> **Work required**: Present every line of the entries below as a single numbered list, leaving out the blank lines.
### Dataset extract
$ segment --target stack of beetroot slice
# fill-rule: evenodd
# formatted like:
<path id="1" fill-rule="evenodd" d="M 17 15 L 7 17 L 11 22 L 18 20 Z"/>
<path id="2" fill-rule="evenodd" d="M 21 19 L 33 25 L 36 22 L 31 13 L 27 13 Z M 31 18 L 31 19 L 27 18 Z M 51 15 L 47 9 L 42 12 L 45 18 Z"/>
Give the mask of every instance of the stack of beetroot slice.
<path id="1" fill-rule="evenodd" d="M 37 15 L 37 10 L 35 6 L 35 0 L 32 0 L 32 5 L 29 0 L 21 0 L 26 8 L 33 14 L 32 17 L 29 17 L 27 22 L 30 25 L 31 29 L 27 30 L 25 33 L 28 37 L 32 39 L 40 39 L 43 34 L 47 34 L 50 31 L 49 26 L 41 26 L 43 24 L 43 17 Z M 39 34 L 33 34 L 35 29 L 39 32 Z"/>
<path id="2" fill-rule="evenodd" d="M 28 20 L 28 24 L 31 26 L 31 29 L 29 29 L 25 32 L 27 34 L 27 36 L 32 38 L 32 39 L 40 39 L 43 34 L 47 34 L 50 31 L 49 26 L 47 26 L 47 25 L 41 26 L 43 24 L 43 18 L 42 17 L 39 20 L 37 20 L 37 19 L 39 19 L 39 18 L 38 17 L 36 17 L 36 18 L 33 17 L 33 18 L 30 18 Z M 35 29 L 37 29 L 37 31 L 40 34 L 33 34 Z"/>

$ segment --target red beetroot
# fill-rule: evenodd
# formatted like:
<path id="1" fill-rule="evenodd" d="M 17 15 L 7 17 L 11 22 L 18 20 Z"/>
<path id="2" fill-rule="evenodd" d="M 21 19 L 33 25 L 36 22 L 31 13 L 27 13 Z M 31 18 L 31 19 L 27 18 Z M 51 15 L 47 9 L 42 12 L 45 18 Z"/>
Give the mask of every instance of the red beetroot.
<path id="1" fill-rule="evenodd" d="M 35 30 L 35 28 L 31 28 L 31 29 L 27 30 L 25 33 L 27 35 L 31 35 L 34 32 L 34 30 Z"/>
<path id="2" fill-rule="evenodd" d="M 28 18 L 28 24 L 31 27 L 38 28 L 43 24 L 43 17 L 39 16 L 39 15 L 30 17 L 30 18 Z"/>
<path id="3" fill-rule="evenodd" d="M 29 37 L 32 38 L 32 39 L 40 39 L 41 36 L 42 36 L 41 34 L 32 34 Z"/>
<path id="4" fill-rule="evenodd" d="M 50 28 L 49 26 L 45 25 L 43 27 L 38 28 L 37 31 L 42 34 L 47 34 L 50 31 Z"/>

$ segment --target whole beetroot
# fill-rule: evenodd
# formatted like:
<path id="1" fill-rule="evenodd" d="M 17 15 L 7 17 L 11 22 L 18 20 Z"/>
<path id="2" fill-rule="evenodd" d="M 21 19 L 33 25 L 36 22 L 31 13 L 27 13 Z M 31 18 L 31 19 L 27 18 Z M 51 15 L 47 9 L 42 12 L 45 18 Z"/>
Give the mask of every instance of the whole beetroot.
######
> **Result of the exercise**:
1. $ segment --target stack of beetroot slice
2. # fill-rule: evenodd
3. # formatted like:
4. <path id="1" fill-rule="evenodd" d="M 17 15 L 7 17 L 11 22 L 18 20 Z"/>
5. <path id="2" fill-rule="evenodd" d="M 21 19 L 33 25 L 36 22 L 31 13 L 27 13 Z M 31 18 L 31 19 L 27 18 Z M 51 15 L 47 9 L 42 12 L 45 18 Z"/>
6. Give the mask of every instance of the stack of beetroot slice.
7. <path id="1" fill-rule="evenodd" d="M 37 15 L 37 10 L 35 6 L 35 0 L 32 0 L 32 5 L 29 0 L 21 0 L 26 8 L 33 14 L 32 17 L 29 17 L 27 22 L 30 25 L 31 29 L 27 30 L 25 33 L 28 37 L 32 39 L 40 39 L 43 34 L 47 34 L 50 31 L 49 26 L 41 26 L 43 24 L 43 17 Z M 39 34 L 33 34 L 35 29 L 39 32 Z"/>
8. <path id="2" fill-rule="evenodd" d="M 28 20 L 28 24 L 31 26 L 31 29 L 29 29 L 25 32 L 27 34 L 27 36 L 32 38 L 32 39 L 40 39 L 43 34 L 47 34 L 50 31 L 49 26 L 47 26 L 47 25 L 41 26 L 43 24 L 43 18 L 42 17 L 39 20 L 37 20 L 37 19 L 39 19 L 39 18 L 38 17 L 36 17 L 36 18 L 33 17 L 33 18 L 30 18 Z M 35 29 L 37 29 L 37 31 L 40 34 L 33 34 Z"/>
9. $ segment --target red beetroot
10. # fill-rule: evenodd
11. # formatted like:
12. <path id="1" fill-rule="evenodd" d="M 17 15 L 7 17 L 11 22 L 18 20 Z"/>
13. <path id="2" fill-rule="evenodd" d="M 21 19 L 33 25 L 36 22 L 31 13 L 27 13 Z M 31 18 L 31 19 L 27 18 Z M 51 15 L 47 9 L 42 12 L 45 18 Z"/>
14. Give the mask of every instance of the red beetroot.
15. <path id="1" fill-rule="evenodd" d="M 35 30 L 35 28 L 31 28 L 31 29 L 27 30 L 25 33 L 27 35 L 31 35 L 34 32 L 34 30 Z"/>
16. <path id="2" fill-rule="evenodd" d="M 28 18 L 28 24 L 31 27 L 38 28 L 43 24 L 43 17 L 39 16 L 39 15 L 30 17 L 30 18 Z"/>
17. <path id="3" fill-rule="evenodd" d="M 29 37 L 32 38 L 32 39 L 40 39 L 41 36 L 42 36 L 41 34 L 32 34 Z"/>
18. <path id="4" fill-rule="evenodd" d="M 50 28 L 49 26 L 45 25 L 43 27 L 38 28 L 37 31 L 42 34 L 47 34 L 50 31 Z"/>
19. $ segment --target whole beetroot
20. # fill-rule: evenodd
21. # formatted like:
22. <path id="1" fill-rule="evenodd" d="M 17 15 L 7 17 L 11 22 L 18 20 Z"/>
23. <path id="2" fill-rule="evenodd" d="M 21 19 L 33 25 L 36 22 L 31 13 L 27 13 Z M 31 18 L 31 19 L 27 18 Z M 51 15 L 47 9 L 42 12 L 45 18 Z"/>
24. Give the mask of every instance of the whole beetroot.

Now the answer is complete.